**Entries for locating named things:**
^^^^

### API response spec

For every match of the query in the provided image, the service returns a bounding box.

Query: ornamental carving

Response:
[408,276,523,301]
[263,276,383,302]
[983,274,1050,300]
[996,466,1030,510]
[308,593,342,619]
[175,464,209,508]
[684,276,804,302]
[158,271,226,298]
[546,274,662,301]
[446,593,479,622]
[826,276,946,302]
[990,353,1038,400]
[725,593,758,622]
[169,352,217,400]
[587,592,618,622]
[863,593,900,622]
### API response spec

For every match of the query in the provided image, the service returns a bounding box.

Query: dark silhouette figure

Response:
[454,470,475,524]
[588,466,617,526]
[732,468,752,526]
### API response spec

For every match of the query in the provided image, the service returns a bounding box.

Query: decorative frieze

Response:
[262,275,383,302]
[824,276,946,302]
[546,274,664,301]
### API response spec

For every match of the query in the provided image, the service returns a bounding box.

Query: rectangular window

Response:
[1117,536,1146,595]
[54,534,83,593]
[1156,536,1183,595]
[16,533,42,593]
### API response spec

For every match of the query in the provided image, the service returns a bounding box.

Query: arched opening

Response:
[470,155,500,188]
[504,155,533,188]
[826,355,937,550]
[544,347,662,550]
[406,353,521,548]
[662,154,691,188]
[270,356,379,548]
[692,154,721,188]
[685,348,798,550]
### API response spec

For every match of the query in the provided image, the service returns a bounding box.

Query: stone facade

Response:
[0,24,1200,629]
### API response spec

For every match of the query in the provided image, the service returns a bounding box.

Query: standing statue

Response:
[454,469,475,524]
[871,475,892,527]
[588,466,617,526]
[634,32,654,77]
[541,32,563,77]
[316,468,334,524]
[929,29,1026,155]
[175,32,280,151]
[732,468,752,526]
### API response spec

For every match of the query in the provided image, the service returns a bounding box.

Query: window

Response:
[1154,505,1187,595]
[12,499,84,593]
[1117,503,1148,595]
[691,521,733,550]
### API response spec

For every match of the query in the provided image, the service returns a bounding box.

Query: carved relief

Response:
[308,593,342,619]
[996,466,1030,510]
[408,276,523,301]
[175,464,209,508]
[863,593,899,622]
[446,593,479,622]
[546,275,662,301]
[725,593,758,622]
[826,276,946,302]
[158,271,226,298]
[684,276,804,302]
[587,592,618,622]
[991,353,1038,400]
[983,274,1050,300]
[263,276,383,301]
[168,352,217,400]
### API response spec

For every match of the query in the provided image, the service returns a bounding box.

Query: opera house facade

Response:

^^^^

**Short task:** Print each line of the entries above word for word, altering nothing.

**Final result:**
### API response spec

For every match of the query in the provided image, the service returns a bounding box.

Query: ornamental carving

Response:
[408,276,523,301]
[263,276,383,302]
[983,274,1050,300]
[996,466,1030,510]
[308,593,342,619]
[175,464,209,508]
[684,276,804,302]
[158,271,226,298]
[546,274,662,301]
[446,593,479,622]
[826,276,946,302]
[990,353,1038,400]
[725,593,758,622]
[169,352,217,400]
[587,592,618,622]
[863,593,900,622]
### API response spec

For every match of the query in the provided image, the service returns a bounding box.

Query: dark silhouette figure

Response:
[454,470,475,524]
[588,466,617,526]
[732,468,752,526]
### API response spec

For every match of the query in the provided image, the service returns a bounding box.

Query: decorative frieze

Response:
[262,275,383,302]
[824,276,946,302]
[546,274,664,301]
### API response spec

For every match of the query in the provided image, the service returns a bounding box.

Query: rectangular window

Response:
[1117,536,1146,595]
[54,534,83,593]
[1156,536,1183,595]
[16,533,42,593]
### API response spec

For every match of the query in the provided image, the service returns a bounding box.

Query: arched opening

Response:
[470,155,500,188]
[504,155,533,188]
[826,355,937,550]
[544,347,662,550]
[406,353,521,548]
[662,154,691,188]
[270,356,379,548]
[692,154,721,188]
[685,348,798,550]
### API response spec

For every match of the query in the provided image, the service returns a bounding box.

Query: stone facade

Response:
[0,24,1200,629]
### API response spec

For every match of the query in the provided image, the service returns a bounding box.

Query: standing statue

Response:
[454,469,475,524]
[871,475,892,527]
[588,466,617,526]
[634,32,654,77]
[541,32,563,77]
[316,468,334,524]
[929,29,1026,155]
[175,32,280,151]
[732,468,752,526]
### API response spec

For every match of the query in the provided image, the service returns a bounding box.

Query: window

Response:
[1154,505,1187,595]
[12,499,84,593]
[1117,503,1148,595]
[691,521,733,550]
### API response spec

For every match of the query in the provided image, the service returns a bounding box.

Query: carved relief

Response:
[308,593,342,619]
[996,466,1030,510]
[408,276,523,301]
[175,464,209,508]
[863,593,899,622]
[446,593,479,622]
[546,275,662,301]
[725,593,758,622]
[826,276,946,302]
[158,271,226,298]
[684,276,804,302]
[587,592,618,622]
[991,353,1038,400]
[983,274,1050,300]
[263,276,383,301]
[168,352,217,400]
### API response spec

For every match of the query in the provided image, the service returns a bounding box.

Query: opera house facade

Response:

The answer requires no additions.